• [DIRECTIONS] State how many lines in the listing below contain the word "sleeve", and write nothing else.

• [RECORDS TO PROCESS]
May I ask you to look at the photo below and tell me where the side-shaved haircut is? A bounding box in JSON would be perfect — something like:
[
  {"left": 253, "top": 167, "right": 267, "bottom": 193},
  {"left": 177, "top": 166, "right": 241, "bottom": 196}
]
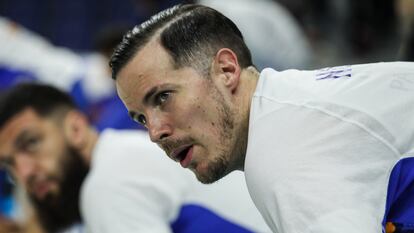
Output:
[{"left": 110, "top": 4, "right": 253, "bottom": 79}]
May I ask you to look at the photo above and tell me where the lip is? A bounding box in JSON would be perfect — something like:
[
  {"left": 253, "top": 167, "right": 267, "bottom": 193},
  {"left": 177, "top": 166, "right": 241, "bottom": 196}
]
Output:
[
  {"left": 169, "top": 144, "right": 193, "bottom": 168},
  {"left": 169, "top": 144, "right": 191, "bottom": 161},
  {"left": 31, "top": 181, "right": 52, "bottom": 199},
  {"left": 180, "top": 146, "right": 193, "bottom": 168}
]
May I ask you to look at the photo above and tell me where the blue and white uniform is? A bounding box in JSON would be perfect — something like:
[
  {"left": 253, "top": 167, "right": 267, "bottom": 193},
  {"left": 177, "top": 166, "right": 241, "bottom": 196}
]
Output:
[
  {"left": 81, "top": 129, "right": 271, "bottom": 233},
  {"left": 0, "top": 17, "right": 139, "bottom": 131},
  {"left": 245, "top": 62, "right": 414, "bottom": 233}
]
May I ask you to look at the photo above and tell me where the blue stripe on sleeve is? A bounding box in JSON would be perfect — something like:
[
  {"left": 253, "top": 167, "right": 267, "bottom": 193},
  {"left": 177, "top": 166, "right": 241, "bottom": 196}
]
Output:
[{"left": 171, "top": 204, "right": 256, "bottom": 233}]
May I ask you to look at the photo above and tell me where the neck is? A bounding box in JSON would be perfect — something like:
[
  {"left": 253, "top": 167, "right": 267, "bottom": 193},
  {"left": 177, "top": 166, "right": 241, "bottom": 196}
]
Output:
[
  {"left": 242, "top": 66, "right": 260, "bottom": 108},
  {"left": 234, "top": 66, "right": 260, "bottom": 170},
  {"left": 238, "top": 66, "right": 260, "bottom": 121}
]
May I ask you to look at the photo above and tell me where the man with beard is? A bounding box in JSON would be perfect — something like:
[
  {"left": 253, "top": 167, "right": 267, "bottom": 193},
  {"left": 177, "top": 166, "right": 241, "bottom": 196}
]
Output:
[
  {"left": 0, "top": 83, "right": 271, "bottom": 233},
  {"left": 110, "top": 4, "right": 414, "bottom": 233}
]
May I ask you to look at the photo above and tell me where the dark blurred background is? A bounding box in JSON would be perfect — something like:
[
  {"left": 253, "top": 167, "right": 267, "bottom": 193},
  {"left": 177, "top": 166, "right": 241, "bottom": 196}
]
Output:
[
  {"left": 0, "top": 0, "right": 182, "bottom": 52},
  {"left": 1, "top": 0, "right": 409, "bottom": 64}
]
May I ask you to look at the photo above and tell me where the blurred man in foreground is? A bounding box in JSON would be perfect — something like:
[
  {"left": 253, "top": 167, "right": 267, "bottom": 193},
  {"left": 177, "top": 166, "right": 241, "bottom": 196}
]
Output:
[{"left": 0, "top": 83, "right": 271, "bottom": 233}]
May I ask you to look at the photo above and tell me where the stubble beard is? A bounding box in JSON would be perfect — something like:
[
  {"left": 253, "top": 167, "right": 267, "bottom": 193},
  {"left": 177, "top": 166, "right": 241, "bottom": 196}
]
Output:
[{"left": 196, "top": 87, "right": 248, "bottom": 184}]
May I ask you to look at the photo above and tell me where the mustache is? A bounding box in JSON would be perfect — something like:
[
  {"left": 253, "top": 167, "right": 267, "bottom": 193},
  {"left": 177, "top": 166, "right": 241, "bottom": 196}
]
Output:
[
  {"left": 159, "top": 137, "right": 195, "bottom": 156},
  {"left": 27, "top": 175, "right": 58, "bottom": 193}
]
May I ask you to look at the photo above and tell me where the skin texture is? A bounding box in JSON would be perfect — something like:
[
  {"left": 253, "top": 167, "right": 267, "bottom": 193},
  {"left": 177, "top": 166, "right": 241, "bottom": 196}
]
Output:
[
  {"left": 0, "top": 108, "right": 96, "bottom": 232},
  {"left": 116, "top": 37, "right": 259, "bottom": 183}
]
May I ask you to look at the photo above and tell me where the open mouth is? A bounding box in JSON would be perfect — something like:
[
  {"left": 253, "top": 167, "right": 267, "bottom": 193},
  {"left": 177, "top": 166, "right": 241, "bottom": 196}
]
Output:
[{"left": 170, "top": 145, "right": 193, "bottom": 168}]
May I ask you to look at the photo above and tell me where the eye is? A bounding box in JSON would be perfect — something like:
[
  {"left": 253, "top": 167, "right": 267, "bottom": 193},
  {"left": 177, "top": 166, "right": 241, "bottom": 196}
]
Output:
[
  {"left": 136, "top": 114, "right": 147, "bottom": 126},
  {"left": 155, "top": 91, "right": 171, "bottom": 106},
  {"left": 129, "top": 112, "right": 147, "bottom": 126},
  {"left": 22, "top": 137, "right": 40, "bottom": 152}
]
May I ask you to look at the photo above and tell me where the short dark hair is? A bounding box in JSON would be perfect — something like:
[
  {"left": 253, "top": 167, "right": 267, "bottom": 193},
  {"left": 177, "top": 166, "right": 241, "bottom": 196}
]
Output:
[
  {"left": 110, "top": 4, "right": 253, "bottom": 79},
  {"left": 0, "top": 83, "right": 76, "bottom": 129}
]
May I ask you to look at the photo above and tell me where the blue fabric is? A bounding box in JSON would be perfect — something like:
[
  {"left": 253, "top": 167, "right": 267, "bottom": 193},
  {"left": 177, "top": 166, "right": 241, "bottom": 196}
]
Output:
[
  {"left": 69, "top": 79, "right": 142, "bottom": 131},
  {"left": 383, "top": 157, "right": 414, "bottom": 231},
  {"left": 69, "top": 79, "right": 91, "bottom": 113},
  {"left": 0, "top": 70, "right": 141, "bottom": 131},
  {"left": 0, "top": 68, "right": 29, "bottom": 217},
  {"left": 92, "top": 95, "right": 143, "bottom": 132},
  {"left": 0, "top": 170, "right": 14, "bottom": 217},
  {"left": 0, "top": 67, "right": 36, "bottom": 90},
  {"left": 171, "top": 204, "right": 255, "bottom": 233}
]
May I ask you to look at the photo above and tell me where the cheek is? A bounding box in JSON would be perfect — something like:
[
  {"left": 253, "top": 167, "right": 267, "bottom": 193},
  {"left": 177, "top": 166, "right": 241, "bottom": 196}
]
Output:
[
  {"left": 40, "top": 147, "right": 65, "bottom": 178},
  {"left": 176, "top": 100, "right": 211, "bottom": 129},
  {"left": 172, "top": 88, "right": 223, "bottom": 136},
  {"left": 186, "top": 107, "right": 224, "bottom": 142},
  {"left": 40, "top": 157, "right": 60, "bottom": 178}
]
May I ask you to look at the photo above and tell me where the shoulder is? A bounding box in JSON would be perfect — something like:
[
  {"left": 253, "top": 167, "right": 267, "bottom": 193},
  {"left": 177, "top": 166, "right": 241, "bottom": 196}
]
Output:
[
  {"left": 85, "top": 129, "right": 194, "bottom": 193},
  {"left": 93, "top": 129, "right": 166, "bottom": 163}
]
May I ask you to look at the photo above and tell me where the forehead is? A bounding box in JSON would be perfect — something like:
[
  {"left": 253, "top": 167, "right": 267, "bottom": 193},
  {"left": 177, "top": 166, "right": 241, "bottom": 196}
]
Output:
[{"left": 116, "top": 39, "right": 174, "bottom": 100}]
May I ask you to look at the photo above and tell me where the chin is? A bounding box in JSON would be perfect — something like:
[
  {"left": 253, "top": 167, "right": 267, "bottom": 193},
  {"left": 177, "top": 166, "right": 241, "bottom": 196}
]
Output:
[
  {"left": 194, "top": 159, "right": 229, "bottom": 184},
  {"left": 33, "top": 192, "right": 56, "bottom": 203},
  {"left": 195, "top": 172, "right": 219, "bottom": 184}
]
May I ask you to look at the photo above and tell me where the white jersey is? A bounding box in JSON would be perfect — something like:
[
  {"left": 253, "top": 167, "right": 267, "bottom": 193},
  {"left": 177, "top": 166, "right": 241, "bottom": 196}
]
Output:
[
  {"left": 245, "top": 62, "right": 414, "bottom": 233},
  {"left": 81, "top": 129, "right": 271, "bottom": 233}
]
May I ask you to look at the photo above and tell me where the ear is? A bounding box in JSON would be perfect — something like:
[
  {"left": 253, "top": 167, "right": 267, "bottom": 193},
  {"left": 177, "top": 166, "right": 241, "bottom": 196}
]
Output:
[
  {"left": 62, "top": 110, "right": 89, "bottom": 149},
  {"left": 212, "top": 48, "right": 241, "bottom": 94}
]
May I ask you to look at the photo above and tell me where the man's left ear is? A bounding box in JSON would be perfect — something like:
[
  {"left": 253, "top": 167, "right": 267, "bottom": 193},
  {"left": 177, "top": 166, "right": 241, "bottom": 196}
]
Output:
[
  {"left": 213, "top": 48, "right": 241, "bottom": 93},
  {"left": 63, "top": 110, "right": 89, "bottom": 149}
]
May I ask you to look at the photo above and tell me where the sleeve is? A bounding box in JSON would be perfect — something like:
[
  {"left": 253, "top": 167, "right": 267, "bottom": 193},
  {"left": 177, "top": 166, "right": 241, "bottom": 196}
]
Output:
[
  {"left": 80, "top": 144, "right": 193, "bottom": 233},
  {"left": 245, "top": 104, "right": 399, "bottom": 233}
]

• [EXERCISE RESULT] 2